_Reading passage_.
_____

The Botswana Music Awards Union (often simply the BOMU) are the Recording Industry of Botswana's music industry awards, established in 2011. The ceremony is held annually to celebrate the best or outstanding artists in Botswana. The nomination takes place and typically the winner announced according to jury's decision or according to the number of sent Sms since voting is done via mobile Sms.

The show has mostly been held at the  Gaborone International Convention Centre (GICC)  Gaborone, Botswana with the exception of six years, and broadcast live on national broadcaster, Botswana television. The ceremony features live performances as once-off collaborations by a selection of nominees. BOMU is usually sponsored by the MYSC Botswana with the annual grant program to do the project.

_____

_Stored records_.
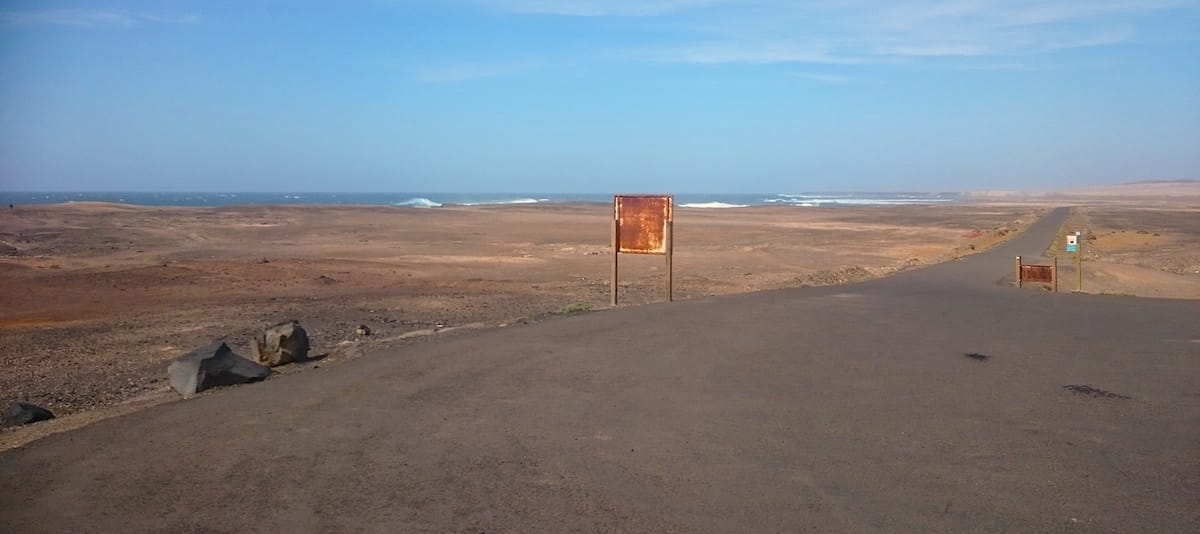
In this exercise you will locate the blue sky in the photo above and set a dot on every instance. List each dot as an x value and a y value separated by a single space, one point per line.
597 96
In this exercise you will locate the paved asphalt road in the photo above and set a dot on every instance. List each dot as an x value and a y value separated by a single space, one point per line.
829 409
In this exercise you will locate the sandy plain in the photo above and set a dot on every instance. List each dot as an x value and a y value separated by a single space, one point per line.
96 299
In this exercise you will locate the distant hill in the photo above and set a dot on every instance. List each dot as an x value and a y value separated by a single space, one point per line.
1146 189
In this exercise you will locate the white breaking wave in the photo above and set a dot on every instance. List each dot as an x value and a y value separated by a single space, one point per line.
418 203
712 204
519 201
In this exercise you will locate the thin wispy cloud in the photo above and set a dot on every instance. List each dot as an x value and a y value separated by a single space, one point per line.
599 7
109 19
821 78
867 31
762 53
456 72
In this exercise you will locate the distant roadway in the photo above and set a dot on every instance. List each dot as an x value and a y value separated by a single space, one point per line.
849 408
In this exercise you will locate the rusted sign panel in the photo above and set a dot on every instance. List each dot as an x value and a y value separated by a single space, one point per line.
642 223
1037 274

_____

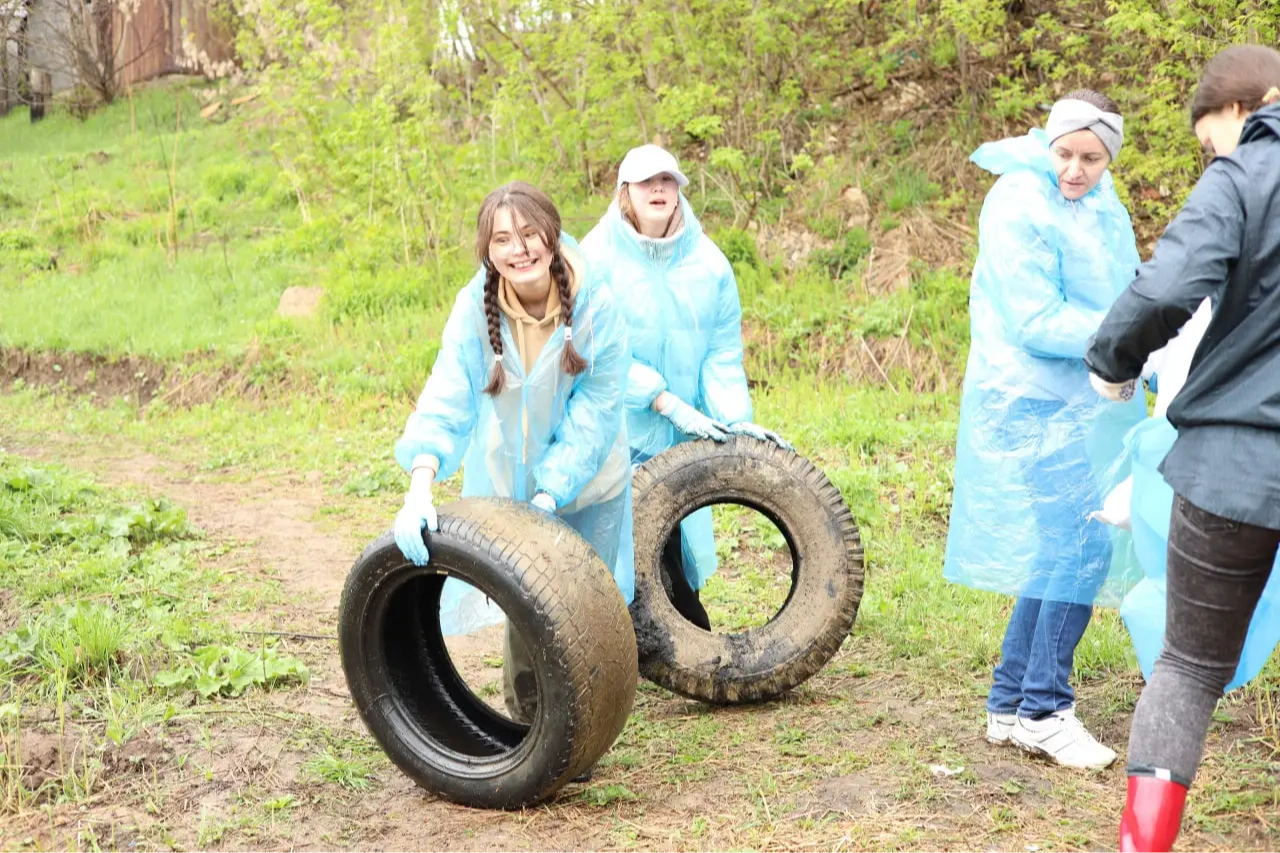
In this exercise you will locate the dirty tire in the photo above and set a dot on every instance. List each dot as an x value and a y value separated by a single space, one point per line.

_____

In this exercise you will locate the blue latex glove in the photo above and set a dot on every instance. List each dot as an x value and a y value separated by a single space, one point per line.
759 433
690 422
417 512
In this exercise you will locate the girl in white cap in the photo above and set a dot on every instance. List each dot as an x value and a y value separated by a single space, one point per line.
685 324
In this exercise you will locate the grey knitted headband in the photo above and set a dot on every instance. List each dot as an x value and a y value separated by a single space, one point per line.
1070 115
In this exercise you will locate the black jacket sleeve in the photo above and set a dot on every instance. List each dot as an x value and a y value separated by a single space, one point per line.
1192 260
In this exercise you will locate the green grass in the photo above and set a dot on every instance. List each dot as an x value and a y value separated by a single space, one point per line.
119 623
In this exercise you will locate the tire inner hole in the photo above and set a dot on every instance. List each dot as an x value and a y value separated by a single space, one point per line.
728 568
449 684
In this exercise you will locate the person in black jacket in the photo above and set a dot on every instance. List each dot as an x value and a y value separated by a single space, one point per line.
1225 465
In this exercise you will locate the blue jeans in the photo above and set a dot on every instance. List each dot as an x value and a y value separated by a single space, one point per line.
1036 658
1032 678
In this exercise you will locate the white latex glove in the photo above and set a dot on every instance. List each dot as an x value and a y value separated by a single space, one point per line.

_____

_Required tasks_.
- a) Print the passage on the Botswana Music Awards starting at "The Botswana Music" and ending at "do the project.".
- b) According to the passage on the Botswana Music Awards, why can a winner be determined by the number of SMS messages sent?
Rely only on the passage about the Botswana Music Awards.

_Correct answers_.
- a)
The Botswana Music Awards Union (often simply the BOMU) are the Recording Industry of Botswana's music industry awards, established in 2011. The ceremony is held annually to celebrate the best or outstanding artists in Botswana. The nomination takes place and typically the winner announced according to jury's decision or according to the number of sent Sms since voting is done via mobile Sms.

The show has mostly been held at the  Gaborone International Convention Centre (GICC)  Gaborone, Botswana with the exception of six years, and broadcast live on national broadcaster, Botswana television. The ceremony features live performances as once-off collaborations by a selection of nominees. BOMU is usually sponsored by the MYSC Botswana with the annual grant program to do the project.

- b) A winner can be announced according to the number of SMS messages sent because voting is done via mobile SMS.